=== OBJECTIVE ===
Every line from the one containing "Query: rooftop vent stack" to the final line of the material below must be reproduced exactly; leave out all other lines.

=== DATASET CONTENT ===
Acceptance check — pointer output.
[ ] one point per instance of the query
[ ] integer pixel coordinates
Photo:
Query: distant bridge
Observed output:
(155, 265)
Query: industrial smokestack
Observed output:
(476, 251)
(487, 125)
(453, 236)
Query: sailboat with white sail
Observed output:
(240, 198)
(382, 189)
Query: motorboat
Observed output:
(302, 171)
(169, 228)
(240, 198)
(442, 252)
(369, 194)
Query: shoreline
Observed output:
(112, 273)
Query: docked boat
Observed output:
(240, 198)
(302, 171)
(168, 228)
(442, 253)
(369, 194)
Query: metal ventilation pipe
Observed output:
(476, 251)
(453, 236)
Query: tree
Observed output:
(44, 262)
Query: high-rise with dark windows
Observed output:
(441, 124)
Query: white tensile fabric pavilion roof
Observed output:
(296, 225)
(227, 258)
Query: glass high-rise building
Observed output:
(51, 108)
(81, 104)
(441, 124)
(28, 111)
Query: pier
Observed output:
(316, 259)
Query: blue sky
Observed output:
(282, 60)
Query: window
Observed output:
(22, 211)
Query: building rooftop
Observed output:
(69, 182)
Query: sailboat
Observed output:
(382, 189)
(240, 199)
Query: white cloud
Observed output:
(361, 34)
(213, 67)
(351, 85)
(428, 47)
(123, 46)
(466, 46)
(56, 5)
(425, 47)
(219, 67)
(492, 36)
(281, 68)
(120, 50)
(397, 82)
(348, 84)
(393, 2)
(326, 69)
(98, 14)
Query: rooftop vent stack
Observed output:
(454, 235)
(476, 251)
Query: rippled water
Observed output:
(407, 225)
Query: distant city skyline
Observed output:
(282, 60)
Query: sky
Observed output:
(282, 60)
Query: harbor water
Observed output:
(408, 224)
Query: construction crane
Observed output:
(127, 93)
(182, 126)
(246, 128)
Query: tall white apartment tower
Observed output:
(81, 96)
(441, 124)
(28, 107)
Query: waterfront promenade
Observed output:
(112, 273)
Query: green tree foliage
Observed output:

=== ANSWER TO THIS PROBLEM ===
Query: rooftop vent stack
Observed output:
(454, 235)
(476, 251)
Query: rippled water
Observed output:
(407, 225)
Query: distant city skyline
Observed output:
(282, 60)
Query: sky
Observed output:
(282, 60)
Query: harbor water
Observed output:
(408, 224)
Query: construction crane
Observed output:
(127, 93)
(182, 126)
(246, 128)
Query: tall white apartment tower
Observed output:
(81, 96)
(441, 124)
(28, 107)
Query: waterfront promenade
Observed output:
(112, 273)
Query: green tree foliage
Observed output:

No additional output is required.